--- Task objective ---
Starting at the line that contains "of the window" and ending with the last line of the items, arrange those lines as a Markdown table with the columns Row and Line. Number each row and leave out blank lines.

--- Given data ---

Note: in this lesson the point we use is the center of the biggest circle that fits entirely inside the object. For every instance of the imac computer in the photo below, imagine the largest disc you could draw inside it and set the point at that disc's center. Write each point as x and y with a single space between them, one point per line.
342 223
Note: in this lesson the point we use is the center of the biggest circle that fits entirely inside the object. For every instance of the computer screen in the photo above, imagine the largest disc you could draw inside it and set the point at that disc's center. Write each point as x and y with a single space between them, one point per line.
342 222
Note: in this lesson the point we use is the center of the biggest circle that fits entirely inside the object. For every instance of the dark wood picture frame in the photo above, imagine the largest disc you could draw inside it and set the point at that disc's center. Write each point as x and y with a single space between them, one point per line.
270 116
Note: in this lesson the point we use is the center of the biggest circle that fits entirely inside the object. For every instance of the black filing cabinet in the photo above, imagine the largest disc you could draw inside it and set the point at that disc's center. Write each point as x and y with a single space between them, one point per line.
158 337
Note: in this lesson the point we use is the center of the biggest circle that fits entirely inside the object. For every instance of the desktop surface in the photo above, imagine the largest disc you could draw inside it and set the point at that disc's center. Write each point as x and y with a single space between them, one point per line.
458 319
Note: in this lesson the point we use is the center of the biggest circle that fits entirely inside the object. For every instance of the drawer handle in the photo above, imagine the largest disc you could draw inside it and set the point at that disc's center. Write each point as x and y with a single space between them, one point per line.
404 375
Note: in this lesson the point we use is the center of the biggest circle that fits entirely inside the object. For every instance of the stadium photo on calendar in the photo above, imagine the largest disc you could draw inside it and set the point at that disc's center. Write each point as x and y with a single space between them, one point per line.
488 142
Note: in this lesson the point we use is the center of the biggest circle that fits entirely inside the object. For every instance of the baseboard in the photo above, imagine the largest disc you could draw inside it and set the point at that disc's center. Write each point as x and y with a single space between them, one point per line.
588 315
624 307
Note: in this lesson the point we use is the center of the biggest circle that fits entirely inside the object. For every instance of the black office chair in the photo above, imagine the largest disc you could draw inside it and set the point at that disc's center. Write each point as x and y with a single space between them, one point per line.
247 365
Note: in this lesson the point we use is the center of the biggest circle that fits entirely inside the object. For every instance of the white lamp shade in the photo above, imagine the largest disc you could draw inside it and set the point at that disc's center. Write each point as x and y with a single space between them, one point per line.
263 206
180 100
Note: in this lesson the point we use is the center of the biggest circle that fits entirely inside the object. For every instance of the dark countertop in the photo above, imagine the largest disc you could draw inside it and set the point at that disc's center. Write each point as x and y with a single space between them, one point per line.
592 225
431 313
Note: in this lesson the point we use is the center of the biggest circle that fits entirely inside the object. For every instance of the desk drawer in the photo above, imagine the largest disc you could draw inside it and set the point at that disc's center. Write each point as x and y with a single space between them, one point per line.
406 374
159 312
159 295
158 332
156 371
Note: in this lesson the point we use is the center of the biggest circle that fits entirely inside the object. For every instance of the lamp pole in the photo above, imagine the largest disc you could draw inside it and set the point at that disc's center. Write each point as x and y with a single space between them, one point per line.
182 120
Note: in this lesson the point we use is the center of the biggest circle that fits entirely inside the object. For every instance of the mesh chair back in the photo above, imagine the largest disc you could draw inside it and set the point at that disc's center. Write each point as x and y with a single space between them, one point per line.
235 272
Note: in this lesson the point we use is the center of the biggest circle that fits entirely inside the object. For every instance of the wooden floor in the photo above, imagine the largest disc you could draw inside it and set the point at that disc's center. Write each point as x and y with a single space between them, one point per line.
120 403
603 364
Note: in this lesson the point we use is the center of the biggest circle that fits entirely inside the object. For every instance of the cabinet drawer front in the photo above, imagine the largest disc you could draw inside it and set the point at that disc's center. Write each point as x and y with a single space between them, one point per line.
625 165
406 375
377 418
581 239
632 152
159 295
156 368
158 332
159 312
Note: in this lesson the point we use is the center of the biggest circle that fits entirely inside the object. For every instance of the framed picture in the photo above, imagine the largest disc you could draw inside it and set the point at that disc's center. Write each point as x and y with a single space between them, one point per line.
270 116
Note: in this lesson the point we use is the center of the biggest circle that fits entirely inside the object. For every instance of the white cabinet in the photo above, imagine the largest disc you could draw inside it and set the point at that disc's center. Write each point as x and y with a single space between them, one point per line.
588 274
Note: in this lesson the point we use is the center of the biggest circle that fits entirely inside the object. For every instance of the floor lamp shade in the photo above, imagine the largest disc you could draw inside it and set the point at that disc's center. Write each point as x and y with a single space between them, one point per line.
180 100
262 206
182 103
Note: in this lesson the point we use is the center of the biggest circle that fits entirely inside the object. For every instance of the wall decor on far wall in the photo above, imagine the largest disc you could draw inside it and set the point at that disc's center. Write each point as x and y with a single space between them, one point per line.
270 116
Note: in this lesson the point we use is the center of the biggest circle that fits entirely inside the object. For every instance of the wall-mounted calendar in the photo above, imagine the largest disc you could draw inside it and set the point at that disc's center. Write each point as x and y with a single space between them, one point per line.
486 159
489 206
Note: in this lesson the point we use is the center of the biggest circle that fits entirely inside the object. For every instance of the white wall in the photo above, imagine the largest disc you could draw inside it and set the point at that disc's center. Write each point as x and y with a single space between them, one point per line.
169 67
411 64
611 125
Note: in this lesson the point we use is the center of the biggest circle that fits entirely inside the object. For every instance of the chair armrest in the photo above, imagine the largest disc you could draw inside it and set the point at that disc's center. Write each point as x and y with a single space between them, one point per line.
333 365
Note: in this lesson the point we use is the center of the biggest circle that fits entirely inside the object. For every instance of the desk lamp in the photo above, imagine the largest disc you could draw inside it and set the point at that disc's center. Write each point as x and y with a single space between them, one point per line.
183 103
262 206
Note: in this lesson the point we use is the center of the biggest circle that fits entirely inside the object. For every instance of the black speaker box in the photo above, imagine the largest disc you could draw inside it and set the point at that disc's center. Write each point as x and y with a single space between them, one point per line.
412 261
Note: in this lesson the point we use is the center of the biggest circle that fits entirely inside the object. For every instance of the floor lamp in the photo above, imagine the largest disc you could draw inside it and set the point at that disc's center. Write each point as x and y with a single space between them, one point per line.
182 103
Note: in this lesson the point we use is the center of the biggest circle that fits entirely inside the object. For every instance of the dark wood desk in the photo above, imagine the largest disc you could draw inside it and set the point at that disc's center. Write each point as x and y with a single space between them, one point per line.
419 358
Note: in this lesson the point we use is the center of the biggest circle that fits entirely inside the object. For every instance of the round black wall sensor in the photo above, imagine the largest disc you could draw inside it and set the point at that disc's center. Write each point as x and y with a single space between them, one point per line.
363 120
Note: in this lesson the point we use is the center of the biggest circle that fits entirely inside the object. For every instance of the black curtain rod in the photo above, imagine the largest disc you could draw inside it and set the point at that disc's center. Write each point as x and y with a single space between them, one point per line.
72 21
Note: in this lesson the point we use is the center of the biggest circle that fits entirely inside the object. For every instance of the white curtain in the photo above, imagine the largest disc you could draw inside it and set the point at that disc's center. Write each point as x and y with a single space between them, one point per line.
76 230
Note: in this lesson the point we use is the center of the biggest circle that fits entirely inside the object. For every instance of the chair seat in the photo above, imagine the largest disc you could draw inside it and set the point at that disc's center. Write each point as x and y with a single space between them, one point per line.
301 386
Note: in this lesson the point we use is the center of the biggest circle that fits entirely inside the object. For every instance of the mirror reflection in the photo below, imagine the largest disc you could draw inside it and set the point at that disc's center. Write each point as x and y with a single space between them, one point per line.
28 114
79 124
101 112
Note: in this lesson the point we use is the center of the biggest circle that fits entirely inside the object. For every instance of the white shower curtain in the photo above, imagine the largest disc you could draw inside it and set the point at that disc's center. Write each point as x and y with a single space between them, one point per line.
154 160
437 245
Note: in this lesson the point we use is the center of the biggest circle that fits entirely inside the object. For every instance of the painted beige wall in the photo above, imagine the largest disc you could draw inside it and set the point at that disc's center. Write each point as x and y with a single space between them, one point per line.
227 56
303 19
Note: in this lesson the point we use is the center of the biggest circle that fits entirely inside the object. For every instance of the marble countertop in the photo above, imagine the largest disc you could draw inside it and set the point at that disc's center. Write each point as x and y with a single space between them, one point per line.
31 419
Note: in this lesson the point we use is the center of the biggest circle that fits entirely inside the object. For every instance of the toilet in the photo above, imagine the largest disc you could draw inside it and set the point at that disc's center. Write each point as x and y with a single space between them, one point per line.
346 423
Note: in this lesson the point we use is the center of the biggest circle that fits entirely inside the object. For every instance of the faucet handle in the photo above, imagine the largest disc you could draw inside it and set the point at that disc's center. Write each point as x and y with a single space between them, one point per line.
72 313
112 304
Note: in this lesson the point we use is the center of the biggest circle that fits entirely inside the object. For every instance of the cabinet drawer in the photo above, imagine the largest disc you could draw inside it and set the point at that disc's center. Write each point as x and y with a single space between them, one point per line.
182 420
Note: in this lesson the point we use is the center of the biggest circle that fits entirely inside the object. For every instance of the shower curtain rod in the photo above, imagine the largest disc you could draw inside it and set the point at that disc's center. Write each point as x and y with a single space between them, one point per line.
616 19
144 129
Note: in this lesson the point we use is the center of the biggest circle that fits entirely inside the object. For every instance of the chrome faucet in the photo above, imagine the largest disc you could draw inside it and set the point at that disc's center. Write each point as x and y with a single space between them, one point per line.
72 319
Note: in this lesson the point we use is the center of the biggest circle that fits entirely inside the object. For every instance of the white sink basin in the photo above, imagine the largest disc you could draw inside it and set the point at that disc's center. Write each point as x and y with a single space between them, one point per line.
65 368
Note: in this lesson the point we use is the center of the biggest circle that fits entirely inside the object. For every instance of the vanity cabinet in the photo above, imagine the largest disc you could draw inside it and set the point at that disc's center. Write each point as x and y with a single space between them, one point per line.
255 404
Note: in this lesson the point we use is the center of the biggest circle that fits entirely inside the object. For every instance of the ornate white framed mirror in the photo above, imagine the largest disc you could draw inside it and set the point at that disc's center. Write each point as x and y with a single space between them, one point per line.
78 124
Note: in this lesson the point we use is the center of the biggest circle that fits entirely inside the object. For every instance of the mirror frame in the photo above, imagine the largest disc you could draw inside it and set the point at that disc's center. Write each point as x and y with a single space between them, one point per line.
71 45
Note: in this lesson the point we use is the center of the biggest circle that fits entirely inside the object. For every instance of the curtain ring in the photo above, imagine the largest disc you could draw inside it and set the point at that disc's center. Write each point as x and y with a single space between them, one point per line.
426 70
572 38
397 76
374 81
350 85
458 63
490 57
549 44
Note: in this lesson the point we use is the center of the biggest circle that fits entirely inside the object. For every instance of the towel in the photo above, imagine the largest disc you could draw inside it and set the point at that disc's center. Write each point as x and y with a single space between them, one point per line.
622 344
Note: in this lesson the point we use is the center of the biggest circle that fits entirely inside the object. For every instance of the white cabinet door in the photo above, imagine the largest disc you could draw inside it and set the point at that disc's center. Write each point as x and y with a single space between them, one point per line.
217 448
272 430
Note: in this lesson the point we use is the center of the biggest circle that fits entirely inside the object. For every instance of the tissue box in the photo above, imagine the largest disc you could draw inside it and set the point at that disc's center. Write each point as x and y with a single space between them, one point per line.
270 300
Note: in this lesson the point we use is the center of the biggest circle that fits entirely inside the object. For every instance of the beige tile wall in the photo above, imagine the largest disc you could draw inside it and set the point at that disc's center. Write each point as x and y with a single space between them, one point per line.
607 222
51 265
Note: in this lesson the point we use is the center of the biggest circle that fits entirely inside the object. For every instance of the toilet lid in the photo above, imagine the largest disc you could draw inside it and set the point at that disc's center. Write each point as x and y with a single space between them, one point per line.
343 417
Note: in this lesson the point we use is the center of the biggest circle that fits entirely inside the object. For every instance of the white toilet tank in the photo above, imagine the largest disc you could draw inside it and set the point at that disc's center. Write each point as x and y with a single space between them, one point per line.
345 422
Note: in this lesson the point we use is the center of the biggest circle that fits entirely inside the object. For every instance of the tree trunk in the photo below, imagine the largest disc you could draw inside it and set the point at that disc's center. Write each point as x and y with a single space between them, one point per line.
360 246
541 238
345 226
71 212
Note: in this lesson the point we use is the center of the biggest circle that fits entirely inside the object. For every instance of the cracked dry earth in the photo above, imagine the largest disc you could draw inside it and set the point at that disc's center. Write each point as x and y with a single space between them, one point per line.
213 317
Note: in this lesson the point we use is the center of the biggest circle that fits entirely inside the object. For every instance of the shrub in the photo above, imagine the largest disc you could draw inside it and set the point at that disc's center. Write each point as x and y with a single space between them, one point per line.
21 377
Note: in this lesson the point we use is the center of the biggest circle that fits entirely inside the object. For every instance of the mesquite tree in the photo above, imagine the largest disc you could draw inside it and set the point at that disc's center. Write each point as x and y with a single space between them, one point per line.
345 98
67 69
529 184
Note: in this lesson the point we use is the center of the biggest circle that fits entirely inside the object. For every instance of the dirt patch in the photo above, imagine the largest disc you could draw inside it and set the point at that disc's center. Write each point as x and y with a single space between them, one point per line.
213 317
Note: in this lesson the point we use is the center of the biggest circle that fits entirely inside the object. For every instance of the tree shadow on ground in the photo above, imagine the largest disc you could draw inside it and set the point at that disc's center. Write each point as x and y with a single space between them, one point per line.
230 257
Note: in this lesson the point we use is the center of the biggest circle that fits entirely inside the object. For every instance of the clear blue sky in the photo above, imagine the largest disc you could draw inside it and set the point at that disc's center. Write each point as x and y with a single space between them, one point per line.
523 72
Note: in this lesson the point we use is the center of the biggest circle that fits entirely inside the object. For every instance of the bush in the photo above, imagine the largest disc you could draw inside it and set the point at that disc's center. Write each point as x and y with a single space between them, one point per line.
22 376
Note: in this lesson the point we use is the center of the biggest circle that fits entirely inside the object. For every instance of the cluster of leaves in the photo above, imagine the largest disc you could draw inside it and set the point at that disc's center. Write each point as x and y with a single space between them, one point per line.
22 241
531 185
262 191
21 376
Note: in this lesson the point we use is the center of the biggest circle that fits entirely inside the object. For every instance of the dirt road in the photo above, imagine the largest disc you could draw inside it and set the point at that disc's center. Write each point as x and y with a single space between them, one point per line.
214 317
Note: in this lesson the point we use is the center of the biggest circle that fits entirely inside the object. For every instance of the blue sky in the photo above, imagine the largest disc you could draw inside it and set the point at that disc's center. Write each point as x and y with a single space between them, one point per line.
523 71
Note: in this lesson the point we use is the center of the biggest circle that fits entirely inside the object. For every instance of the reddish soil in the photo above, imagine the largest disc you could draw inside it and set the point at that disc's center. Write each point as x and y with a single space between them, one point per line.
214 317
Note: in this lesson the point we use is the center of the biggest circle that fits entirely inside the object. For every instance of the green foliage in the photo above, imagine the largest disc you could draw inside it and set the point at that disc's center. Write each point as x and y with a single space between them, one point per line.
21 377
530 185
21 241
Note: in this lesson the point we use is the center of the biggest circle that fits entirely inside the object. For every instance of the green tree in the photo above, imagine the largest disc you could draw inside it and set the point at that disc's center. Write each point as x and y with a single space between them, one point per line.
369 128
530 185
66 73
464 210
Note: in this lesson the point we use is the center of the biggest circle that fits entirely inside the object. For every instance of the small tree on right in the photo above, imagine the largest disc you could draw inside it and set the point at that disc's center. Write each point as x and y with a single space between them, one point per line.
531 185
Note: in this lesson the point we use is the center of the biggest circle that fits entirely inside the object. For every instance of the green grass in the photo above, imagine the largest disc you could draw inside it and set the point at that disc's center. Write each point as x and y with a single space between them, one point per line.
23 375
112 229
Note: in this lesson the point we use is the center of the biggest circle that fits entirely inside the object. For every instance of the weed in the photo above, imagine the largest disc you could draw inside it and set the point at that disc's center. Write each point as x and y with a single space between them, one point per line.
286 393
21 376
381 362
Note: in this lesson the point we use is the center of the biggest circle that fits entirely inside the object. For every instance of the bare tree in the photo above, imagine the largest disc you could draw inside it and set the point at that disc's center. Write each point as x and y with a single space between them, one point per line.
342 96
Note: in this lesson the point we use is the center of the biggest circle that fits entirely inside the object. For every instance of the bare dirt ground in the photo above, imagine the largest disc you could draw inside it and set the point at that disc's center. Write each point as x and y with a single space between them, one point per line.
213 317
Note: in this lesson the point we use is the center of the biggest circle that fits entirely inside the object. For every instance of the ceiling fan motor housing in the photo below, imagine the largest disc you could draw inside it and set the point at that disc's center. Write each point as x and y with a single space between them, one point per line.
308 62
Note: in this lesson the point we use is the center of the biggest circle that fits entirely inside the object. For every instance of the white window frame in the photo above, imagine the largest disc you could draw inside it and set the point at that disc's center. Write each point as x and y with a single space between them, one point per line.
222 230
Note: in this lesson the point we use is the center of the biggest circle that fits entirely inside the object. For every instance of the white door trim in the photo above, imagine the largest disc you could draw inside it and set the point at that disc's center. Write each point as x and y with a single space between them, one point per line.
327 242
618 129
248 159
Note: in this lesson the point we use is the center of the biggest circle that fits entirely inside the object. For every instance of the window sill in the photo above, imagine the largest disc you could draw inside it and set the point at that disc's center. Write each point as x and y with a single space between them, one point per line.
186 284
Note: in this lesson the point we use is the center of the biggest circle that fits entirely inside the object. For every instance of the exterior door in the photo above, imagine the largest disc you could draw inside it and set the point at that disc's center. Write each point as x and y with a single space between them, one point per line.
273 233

--- The output ---
| Row | Line |
|---|---|
| 1 | Note: in this lesson the point we use is the center of the biggest circle that fits entirely inside the object. For every instance of the window sill in the photo above, imagine the largest disc you could draw inside it and set the point at that disc's center. Write each point as x and y with a single space between them, one point per line. |
| 2 | 186 284 |
| 3 | Note: in this lesson the point we use is the center of the biggest circle that fits entirely inside the object. For every instance of the exterior door in the photo above, imagine the largest disc you could draw inside it and set the point at that disc's center. Write each point as x and y with a single space between them, one point per line. |
| 4 | 273 233 |